## start

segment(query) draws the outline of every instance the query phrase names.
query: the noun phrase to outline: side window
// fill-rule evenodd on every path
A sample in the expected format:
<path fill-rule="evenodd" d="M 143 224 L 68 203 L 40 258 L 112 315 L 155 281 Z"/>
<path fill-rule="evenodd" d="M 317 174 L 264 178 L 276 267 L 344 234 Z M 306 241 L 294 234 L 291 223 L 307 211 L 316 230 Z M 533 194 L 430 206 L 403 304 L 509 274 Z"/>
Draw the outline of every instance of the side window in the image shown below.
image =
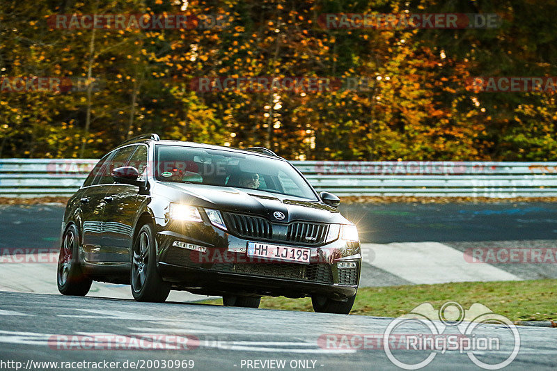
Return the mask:
<path fill-rule="evenodd" d="M 89 173 L 88 175 L 87 175 L 87 177 L 86 178 L 85 182 L 84 182 L 82 187 L 89 187 L 90 185 L 93 184 L 93 180 L 95 179 L 95 177 L 99 175 L 101 168 L 109 157 L 110 154 L 105 155 L 97 163 L 96 165 L 95 165 L 95 167 L 93 168 L 91 172 Z"/>
<path fill-rule="evenodd" d="M 147 147 L 146 145 L 137 146 L 137 149 L 132 155 L 128 166 L 136 168 L 141 179 L 145 177 L 145 171 L 147 169 Z"/>
<path fill-rule="evenodd" d="M 112 171 L 116 168 L 127 166 L 130 156 L 136 147 L 136 145 L 128 145 L 118 150 L 112 158 L 110 159 L 110 161 L 107 161 L 107 164 L 103 166 L 98 176 L 95 178 L 93 182 L 93 185 L 113 183 Z"/>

## end

## To do
Quote in full the listing given above; the images are to be left out.

## Task answer
segment(query) draws the outline of every instance the query phrase names.
query: the noun phrase to outline: side window
// fill-rule evenodd on every path
A sample in the expected format:
<path fill-rule="evenodd" d="M 143 224 L 68 203 L 40 258 L 112 315 L 155 281 Z"/>
<path fill-rule="evenodd" d="M 317 174 L 264 178 L 276 267 L 344 234 Z M 306 241 L 294 234 L 291 223 L 307 211 L 316 230 Z M 533 194 L 430 206 L 403 304 L 509 274 Z"/>
Draw the outline of every instance of the side window in the image shown below.
image =
Return the mask:
<path fill-rule="evenodd" d="M 89 173 L 88 175 L 87 175 L 87 177 L 86 178 L 85 182 L 84 182 L 82 187 L 89 187 L 90 185 L 93 184 L 93 180 L 95 179 L 95 177 L 99 175 L 101 168 L 109 157 L 110 154 L 105 155 L 97 163 L 96 165 L 95 165 L 95 167 L 93 168 L 91 172 Z"/>
<path fill-rule="evenodd" d="M 147 147 L 146 145 L 137 146 L 137 149 L 132 155 L 128 166 L 136 168 L 141 179 L 145 177 L 145 171 L 147 169 Z"/>
<path fill-rule="evenodd" d="M 112 171 L 116 168 L 127 166 L 130 156 L 136 147 L 136 145 L 128 145 L 118 150 L 112 158 L 110 159 L 110 161 L 107 161 L 107 164 L 103 166 L 98 176 L 95 178 L 93 182 L 93 185 L 113 183 Z"/>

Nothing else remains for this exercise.